▸ Brief: Pick out and copy each line of the material below that contains the word "chunky". Case counts, so a match must have the same uppercase and lowercase letters.
::: Records shown
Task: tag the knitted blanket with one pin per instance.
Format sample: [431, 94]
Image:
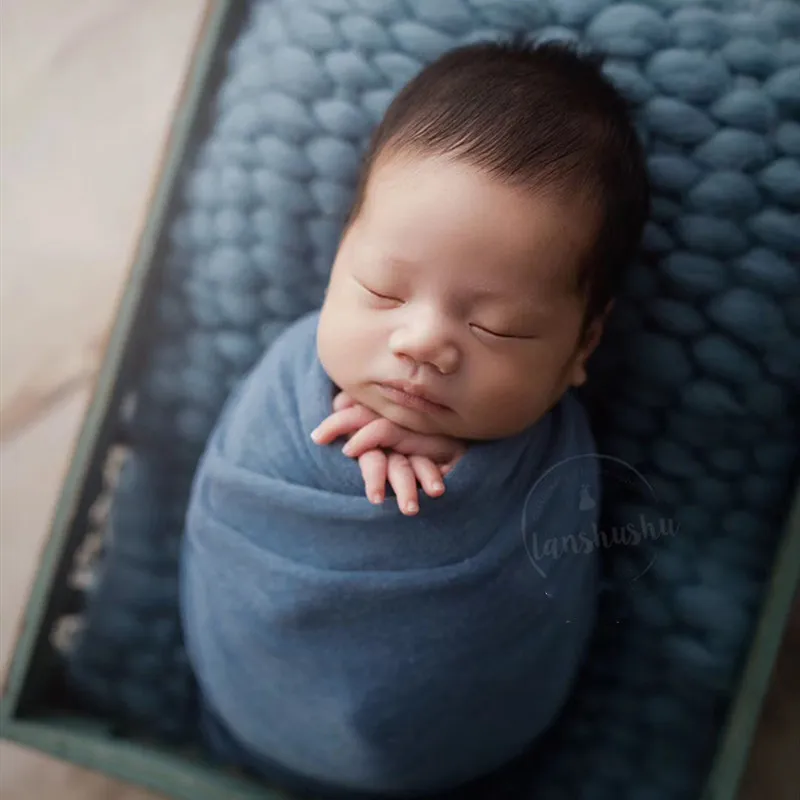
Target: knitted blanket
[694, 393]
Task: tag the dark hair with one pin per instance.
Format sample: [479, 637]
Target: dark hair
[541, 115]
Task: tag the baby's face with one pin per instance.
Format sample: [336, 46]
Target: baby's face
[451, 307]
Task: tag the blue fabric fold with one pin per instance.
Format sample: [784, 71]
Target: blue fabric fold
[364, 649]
::::::
::: Records shown
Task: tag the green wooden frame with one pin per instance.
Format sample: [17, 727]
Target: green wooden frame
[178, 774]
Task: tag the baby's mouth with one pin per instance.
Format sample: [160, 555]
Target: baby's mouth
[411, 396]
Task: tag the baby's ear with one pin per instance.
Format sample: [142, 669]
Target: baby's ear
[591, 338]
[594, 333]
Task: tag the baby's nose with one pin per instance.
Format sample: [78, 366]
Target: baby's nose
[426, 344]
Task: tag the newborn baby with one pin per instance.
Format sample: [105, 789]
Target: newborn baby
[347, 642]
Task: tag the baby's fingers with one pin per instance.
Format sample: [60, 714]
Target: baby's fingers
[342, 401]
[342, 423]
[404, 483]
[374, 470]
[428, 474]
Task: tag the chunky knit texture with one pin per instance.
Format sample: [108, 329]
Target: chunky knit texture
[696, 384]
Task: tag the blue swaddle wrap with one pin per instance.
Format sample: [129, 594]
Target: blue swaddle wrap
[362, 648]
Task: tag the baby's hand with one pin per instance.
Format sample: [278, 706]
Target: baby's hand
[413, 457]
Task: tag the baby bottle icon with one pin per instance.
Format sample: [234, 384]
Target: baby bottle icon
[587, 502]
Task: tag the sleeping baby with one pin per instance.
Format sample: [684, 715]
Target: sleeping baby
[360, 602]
::::::
▸ Correct output:
Task: tag the chunky knit texture with one pin per instance.
Target: chunky knit texture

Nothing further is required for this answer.